Sayfa:
****************
Biliyorum ülke gündemi yine yoğun ve normal şartlarda ben de malum konular üzerinde kalem oynatmayı tercih ederdim. Ama bugünlük “Manhattan”dan bildirmek niyetindeyim.
10 günü aşkın süredir New York’tayım. Takdir edersiniz ki “âlemlere” akmıyorum, onun yerine New York City’nin en pırıltılı şehri Manhattan’ın cildini besleyen kan damarlarında akıyorum: Metro hatlarında.
Tek başıma da değil. Sevgili rehberim, akrabam ve arkadaşım Hulusi Erhan Sakallıoğlu sayesinde, seyahatime Brooklyn Köprüsü yapılırken vurgun yiyerek ölen işçilerin hikâyeleri de ekleniyor, ilk göçmenlerin yerleştirildiği evlerin sergilendiği Tenement Museum, yani Ucuz Konut Müzesi de. Şöyle bir derleme yaptım:
SEVİLESİ ŞEYLER
■ İnsanların birbirine karşı kibar olması. Bu kibarlığın görev bilinciyle eda edilmesiyle ve gayet yüzeysel bir sorununuz yoksa şahane.
■ “Brown Stone” denilen ve çikolatalı gofrete benzeyen kahverengi taş evler.
■ Şehrin her köşesinde her an müzik olması. Şehrin bunu daha da abartması. Greenwich Village mahallesinin kurduğu orkestranın, sadece 2 profesyonel üyesi var sözgelimi. Kalan 77 kişi, mahallenin bakkalı, kasabı ve oturanından oluşuyor. Ve Çaykovski’nin Eugene Onegin’ini hiç kusursuz icra etmeyi başarıyorlar. Değil mahalle, devlet desteğiyle ayakta duramayan orkestramız utansın.
****************
Veri Seti İçeriği:
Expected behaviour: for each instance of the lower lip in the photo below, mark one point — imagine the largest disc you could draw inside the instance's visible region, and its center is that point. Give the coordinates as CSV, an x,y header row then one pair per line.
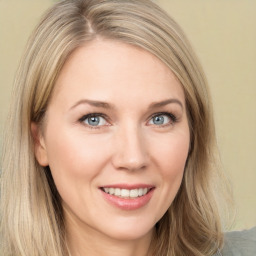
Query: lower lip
x,y
126,203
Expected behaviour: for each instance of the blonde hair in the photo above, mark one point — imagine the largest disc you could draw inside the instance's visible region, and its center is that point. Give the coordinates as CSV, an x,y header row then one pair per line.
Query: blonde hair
x,y
31,213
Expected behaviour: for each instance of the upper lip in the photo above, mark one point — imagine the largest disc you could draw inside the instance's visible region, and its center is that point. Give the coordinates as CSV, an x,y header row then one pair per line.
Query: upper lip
x,y
128,186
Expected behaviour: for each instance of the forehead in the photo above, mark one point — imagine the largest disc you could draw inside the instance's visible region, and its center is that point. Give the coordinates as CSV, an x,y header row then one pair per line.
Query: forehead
x,y
103,69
****************
Yapılacaklar:
- A) New York yazısında “10 günü aşkın” ifadesiyle başlayıp “sorununuz yoksa şahane.” ifadesiyle biten bölümü hiç değiştirmeden yazın.
- B) New York yazısını kaldığı yerden sürdürün.
Kayıtların New York yazısıyla hiçbir ilgisi yoktur.

Görev Sonuçları:
- A)
10 günü aşkın süredir New York’tayım. Takdir edersiniz ki “âlemlere” akmıyorum, onun yerine New York City’nin en pırıltılı şehri Manhattan’ın cildini besleyen kan damarlarında akıyorum: Metro hatlarında.
Tek başıma da değil. Sevgili rehberim, akrabam ve arkadaşım Hulusi Erhan Sakallıoğlu sayesinde, seyahatime Brooklyn Köprüsü yapılırken vurgun yiyerek ölen işçilerin hikâyeleri de ekleniyor, ilk göçmenlerin yerleştirildiği evlerin sergilendiği Tenement Museum, yani Ucuz Konut Müzesi de. Şöyle bir derleme yaptım:
SEVİLESİ ŞEYLER
■ İnsanların birbirine karşı kibar olması. Bu kibarlığın görev bilinciyle eda edilmesiyle ve gayet yüzeysel bir sorununuz yoksa şahane.

- B)
■ Takdir edilesi tarih merakı, kendini tarihe mal etme ihtiyacı: Mahallelerin, hatta apartmanların bile tarihini tutmuş, kökenine inmiş meraklıları var Uptown Manhattan’ın Hudson Highs denilen muhitinde “İngilizleri püskürtmek için işte burada mevzi alındı, George Washington bu saldırıdan büyüyerek çıktı” kıvamlı New York gaza kıssaları anlatan bir adam var örneğin.
■ Elinde iki adet donut ve kahveyle park etmiş arabaya doğru yürüyen NYPD polisleri. “Abi meraba, Special Victim Unit mi?” diye yanaşıp kutudaki diğer kahveye hallenmek gibi hayaller kurulmadı değil.
■ Time Warner binasının giriş katında bulunan dev Âdem ve Havva heykelleri. Şişman resimler yapmasıyla tanınan Fernando Botero imzasını taşıyorlar ve oldukça eğlenceliler.
GÖRÜLESİ YERLER
■ MoMa: Dört dörtlük bir sanat müzesi. Yolunuz bu şehre düşerse mutlaka görün. Bir küçük tüyo: Gezmeye en üst kattan başlayıp aşağı doğru inin, aksi takdirde 5 ve 6. katı görmeye vaktiniz kalmayabilir. Büyük ressamların çoğunun önemli orijinal tabloları ve yer yer sürpriz sergilerin de yer aldığı bölüm 5. katta. (Şu an meşhur “Scream” (Çığlık) tablosunun ressamı Edward Munch’un eserleri geçici olarak sergilenmekte.)
■ American Museum of Natural History (Doğa Tarihi Müzesi) Bu dinozorlu ve mumyalı müze “Okul çocuklarının her filmde götürüldüğü yer” olmaktan ibaret değil, epey evsaflı. Yolunuzu mutlaka düşürün ve yıldızların hikâyesini Whoopi Goldberg’in sesinden dinleyin; birden çok projektör eşliğinde üç boyutlu dijital bir şölenden mürekkep planetaryum deneyimini yaşamadan dönmeyin.
■ Trader’s Joe: Gıda ondan soruluyor, yiyebileceğiniz en kaliteli meyve, sebze ve şarküteri ürünlerini en sağlıklı kıvamda sunmakla kalmıyor, “müşteriyle sıcak ilişkiler” Trader’s Joe’da çalışan herkesin görev kalemleri arasında.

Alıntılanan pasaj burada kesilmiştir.